Hull Design. The hull was designed by Donald L. Blount and Associates, which is one of the most respected naval architects in the recreational boating business. Blount and Associates have designed thousands of hulls from 20' all the way up to superyachts. In fact, some of the fastest large yachts ever built have been Blount designs.

This naval architectural firm has also been on the forefront of designed hulls for IPS pod drive boats. While the 390 Express Coupe we tested had sterndrives, diesel Volvo Penta IPS pod drives are available as an option and the hull has been specially designed for them.

16-Degree Deadrise. As noted above the bottom has a 16-degree deadrise at the transom. This is an important number as its not as deep as some in class which means that she should be more stable at rest and be more fuel efficient and, perhaps, slightly faster. Remember, the 390 is not an ocean racing powerboat which will be coming completely out of the water, so for that reason she does not need a deep-V in the stern. This is a detail consumers should understand when buying a yacht of this size and type.

Engine Options

Standard: Gas: Twin; Volvo Penta V8-380CE, 380-hp, DuoProp, EVC, with Joystick Control.

Optional: Gas: Twin; MerCruiser 8.2 MAG, 380 hp, Bravo 3X stern drives, Axius Joystick Control, SeaCore Anti-Corrosion System


Virtually all express coupes in this size range have permanent island berths forward, and a mid cabin above the companionway and a galley and settee with table, galley and head in between. The only question is whether the settee is to port or starboard. Cruisers Yachts has another solution, and after seeing it, we wonder why this hasn't been created more often in this size express.

**Data shown**
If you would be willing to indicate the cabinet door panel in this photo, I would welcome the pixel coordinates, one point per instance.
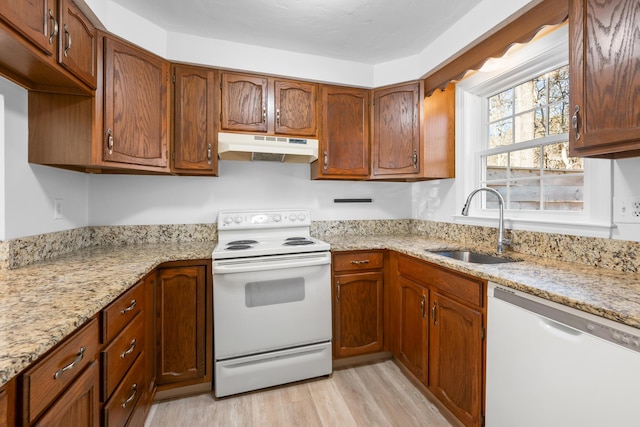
(456, 357)
(295, 108)
(135, 106)
(358, 314)
(244, 103)
(34, 19)
(181, 330)
(413, 327)
(605, 77)
(344, 146)
(77, 46)
(194, 143)
(396, 135)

**Aim 1**
In the boat review, what deadrise does the bottom have at the transom?
**Aim 2**
Identify each line in the records that contains the word "instance".
The boat review and the records are unrelated material.

**Final answer 1**
The bottom has a 16-degree deadrise at the transom.

**Final answer 2**
If you would be willing to indicate the cabinet door panel in this photo, I would welcome the pixel coordinates, one point per instance.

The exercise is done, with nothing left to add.